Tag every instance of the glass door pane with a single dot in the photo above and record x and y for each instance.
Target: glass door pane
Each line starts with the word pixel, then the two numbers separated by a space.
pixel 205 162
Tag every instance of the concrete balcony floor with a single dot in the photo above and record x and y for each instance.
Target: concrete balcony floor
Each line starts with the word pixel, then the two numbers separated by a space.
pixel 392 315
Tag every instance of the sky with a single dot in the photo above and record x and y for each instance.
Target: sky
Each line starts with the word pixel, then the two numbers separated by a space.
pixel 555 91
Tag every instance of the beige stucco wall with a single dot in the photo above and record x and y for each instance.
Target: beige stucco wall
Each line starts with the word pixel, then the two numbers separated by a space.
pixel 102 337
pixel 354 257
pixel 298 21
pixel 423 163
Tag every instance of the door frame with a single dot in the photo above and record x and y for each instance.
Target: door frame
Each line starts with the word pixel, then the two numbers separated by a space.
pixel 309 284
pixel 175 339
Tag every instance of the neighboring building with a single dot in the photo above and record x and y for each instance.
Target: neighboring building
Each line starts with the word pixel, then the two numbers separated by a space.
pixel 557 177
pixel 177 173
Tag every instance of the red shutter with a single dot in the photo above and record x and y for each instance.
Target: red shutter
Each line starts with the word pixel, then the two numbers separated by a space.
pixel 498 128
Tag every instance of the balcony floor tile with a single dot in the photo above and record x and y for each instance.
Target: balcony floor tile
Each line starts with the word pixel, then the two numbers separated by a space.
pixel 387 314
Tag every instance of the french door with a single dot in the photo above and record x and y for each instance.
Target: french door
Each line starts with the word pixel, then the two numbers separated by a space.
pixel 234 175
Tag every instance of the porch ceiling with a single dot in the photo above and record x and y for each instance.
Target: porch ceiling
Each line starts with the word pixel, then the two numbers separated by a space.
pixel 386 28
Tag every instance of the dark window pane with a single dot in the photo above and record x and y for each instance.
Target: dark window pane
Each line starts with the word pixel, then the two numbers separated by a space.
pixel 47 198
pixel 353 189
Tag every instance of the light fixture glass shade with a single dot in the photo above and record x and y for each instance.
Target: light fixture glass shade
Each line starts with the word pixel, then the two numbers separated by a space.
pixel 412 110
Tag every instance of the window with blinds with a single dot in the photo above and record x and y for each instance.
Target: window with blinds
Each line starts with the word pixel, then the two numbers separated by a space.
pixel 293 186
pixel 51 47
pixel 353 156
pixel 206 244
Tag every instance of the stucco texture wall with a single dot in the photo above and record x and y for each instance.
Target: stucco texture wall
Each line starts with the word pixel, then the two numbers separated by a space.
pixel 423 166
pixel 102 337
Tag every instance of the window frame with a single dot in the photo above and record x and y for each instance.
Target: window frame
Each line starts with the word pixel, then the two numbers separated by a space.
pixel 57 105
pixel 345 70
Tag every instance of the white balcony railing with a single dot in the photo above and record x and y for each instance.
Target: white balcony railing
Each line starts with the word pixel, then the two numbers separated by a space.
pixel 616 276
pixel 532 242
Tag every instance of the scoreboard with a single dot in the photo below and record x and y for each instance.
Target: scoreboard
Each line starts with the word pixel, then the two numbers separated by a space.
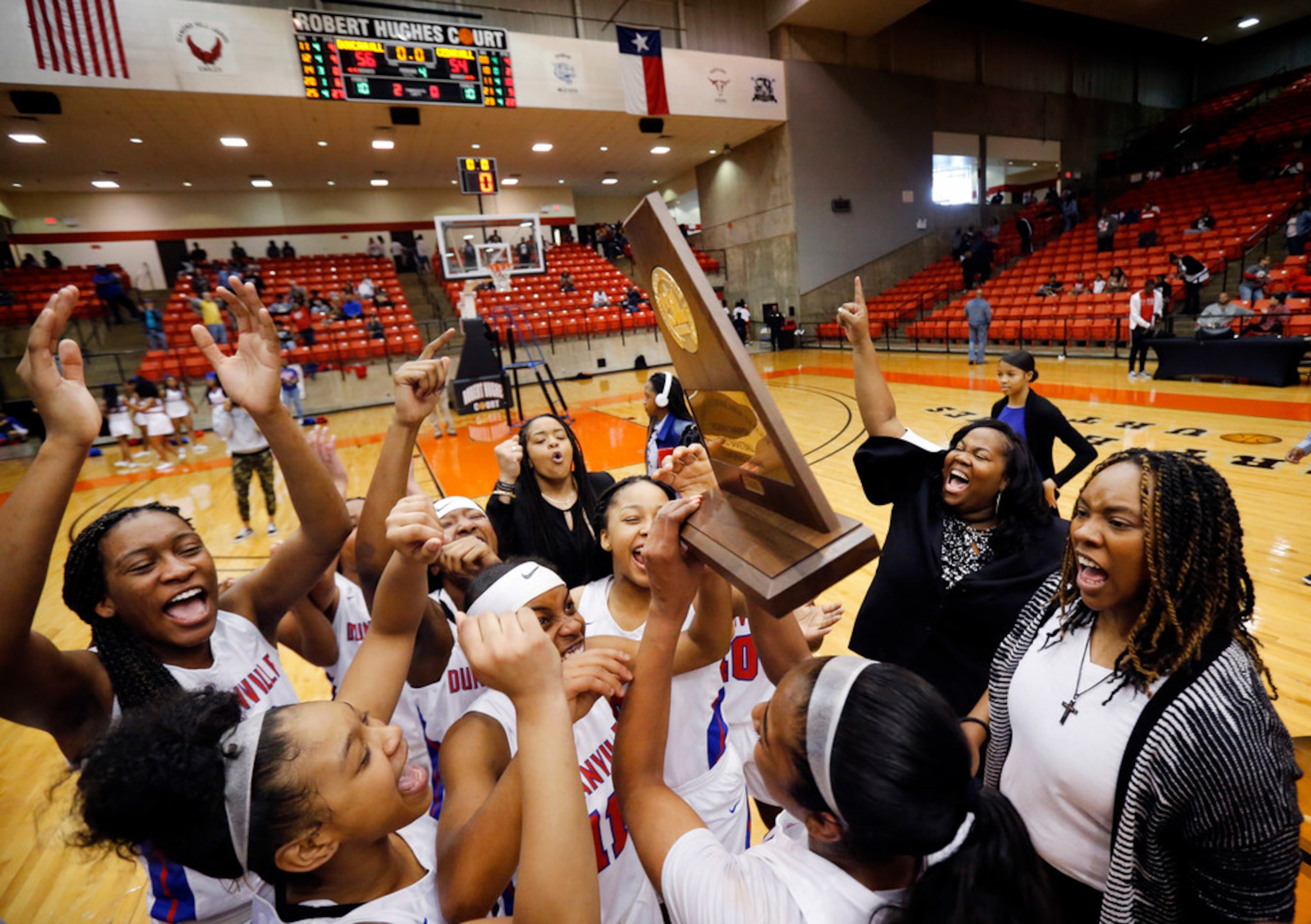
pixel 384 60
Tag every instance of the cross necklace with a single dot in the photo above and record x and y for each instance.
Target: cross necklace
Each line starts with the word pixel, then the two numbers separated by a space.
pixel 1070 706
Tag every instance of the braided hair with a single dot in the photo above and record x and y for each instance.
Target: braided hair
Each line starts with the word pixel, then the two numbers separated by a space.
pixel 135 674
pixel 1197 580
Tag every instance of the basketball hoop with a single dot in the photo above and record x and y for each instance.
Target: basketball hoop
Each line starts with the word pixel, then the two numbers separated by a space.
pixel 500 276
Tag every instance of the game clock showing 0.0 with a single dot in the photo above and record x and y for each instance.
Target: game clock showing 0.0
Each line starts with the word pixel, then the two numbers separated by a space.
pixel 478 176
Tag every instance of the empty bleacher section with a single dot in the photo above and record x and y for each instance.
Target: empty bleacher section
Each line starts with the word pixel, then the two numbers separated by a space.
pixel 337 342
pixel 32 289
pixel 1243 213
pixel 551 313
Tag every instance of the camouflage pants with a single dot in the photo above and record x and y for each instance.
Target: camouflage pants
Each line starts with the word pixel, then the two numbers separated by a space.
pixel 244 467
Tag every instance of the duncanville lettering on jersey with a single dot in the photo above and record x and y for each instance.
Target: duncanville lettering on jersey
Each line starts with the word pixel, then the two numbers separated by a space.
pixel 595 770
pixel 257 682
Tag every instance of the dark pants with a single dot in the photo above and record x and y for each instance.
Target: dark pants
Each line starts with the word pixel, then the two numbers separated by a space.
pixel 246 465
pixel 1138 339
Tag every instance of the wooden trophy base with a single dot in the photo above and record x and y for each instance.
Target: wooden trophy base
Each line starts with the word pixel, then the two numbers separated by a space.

# PROBLEM TO WORK ON
Print the text of every entry above verbatim, from first to last, and leave out the pictures.

# ANSWER BELOW
Tag every instance of the glass door pane with a single dot in the photo above and record x and y for each instance.
Target: glass door pane
Each line starts with the word pixel, then the two numbers separated by a space.
pixel 205 162
Tag every instance of the concrete balcony floor with a single dot in the photo above and record x and y for each instance.
Target: concrete balcony floor
Each line starts with the word pixel, then the two numbers separated by a space.
pixel 392 315
Tag every instance of the sky with a single dot in the photo above and record x and y for each instance.
Target: sky
Each line starts with the word pixel, then the two numbers separated by a space.
pixel 555 91
Tag every instance of the beige stucco wall with a single dot in the photo above and record x and y for each instance.
Target: beige stucco wall
Each line starts with the word pixel, then the two numbers separated by a space.
pixel 102 337
pixel 354 257
pixel 298 21
pixel 423 163
Tag every instance of the door frame with a single dot in the photo above and record x and y for each instance.
Target: door frame
Each line starts with the word pixel, then the two numbers separated by a space.
pixel 309 284
pixel 175 339
Tag every instance of the neighboring building with a single dot in the photo above and record x and y for each instance.
Target: neighboring building
Each line starts with the word pixel, then the two numbers separated by a space.
pixel 557 177
pixel 177 173
Tag every instance of the red shutter with a single dot in the photo above and record x and y for each instance.
Target: red shutter
Each line starts with the word pixel, then the two numbers separated by a space.
pixel 498 128
Tag every instance of the balcony floor tile with a single dot in the photo above and record x and y for each instance.
Target: balcony floor tile
Each line starts with the word pixel, then the two numbers separated by a space.
pixel 387 314
Tag every instance of the french door with a single dot in the photo above and record x and y for each instance.
Target: french door
Each line starts with the word pixel, then the two numbers separated by a space.
pixel 234 175
Tag every instance of the porch ceiling with a single dot in the photo above and record x and y for each instance.
Target: porch ceiling
Each line starts with the word pixel, then the two numbers separated by a space.
pixel 386 28
Tag every instance of the dark window pane with a single dot in the photo above and record x and y for each instance.
Target: dark window pane
Each line starts with the word pixel, then the two numbers separated by a space.
pixel 47 198
pixel 353 189
Tag every instance of the light fixture glass shade with a single dot in the photo above and record x and y for each instance.
Target: light fixture glass shade
Each line starts with the word pixel, then the two numbers separated by a space.
pixel 412 110
Tag every instance of the window with blinds with a single dot in the photo above and record x and y for each instance.
Target: window with blinds
Each line starts with the word pixel, then the two numbers separated by a space.
pixel 293 186
pixel 51 47
pixel 353 156
pixel 206 244
Tag every instance of the stucco texture wall with a single dot in the photo above and record x and y for each instance.
Target: stucco texture wall
Each line starts with the word pixel, then the two numbers separated by a space.
pixel 423 166
pixel 102 337
Tag every instance of the window frame with a single dot in the photo above and record x and y for each instance.
Target: window frame
Each line starts with the word pixel, then the two numbers separated by a space.
pixel 57 105
pixel 345 70
Tag every instance of the white balcony railing with a single dot in the photo above and record x and y for each instance.
Target: white balcony railing
Each line starts with the word pixel, then the two numbers separated by a space.
pixel 616 276
pixel 532 242
Tag every instance of the scoreboard with a single dot in the photo below and record x and y for each instance.
Target: scoreboard
Each line starts with the word pixel, then the two numbers separated by a space.
pixel 384 60
Tag every instance of the cross necklace with a single dot in the photo above and record x and y for each instance.
Target: cross necklace
Each line starts with the word pixel, then the two numbers separated by a space.
pixel 1070 706
Tag every instance of the braided hair with a single dot in the photo above and record x and y for each instance.
Target: braided hair
Each line starts with the word pixel, then the two numbers separated by a space.
pixel 135 674
pixel 1197 580
Tag every instance of the basketball hoop with a single dot in the photo above and record x and y for each instance.
Target: basketball hoop
Each line starts with the word pixel, then the two numbers separated by a space.
pixel 500 276
Tag every instance of the game clock showing 0.0 with a single dot in the photo above and record x and y for each instance.
Target: game clock showing 0.0
Each line starts with the word pixel, then the two numbers separated by a space.
pixel 478 176
Tag every instance of the empty bleacher section with a single dot in the photo above and record x and y for each instance.
Target: empty bleacher section
Each line starts with the word pixel, then the two numbers separated by a space.
pixel 337 342
pixel 32 289
pixel 1243 213
pixel 551 313
Tag every instance of the camouflage pants with a single dot in the photo above and record x and y for each instance.
Target: camouflage pants
Each line starts with the word pixel, then the two numbers separated by a space.
pixel 244 467
Tag every instance of the duncanville lettering on jersey with a single dot in the photo above and record x and y for each instance.
Target: duncanville lettering on jersey
Each line starts with the word pixel, then the two numbers separated by a space.
pixel 595 770
pixel 257 682
Tag every instance of the dark pants with a single dot in the photo above and record x and y for each instance.
Target: dark pants
Each line starts with the word pixel, then the two numbers separated by a space.
pixel 246 465
pixel 1138 339
Tag every instance of the wooden trophy base with a single dot in the photo above and record x and y for each instance.
Target: wooden trophy base
Each line starts with the word pixel, then the two numbers separated by a space.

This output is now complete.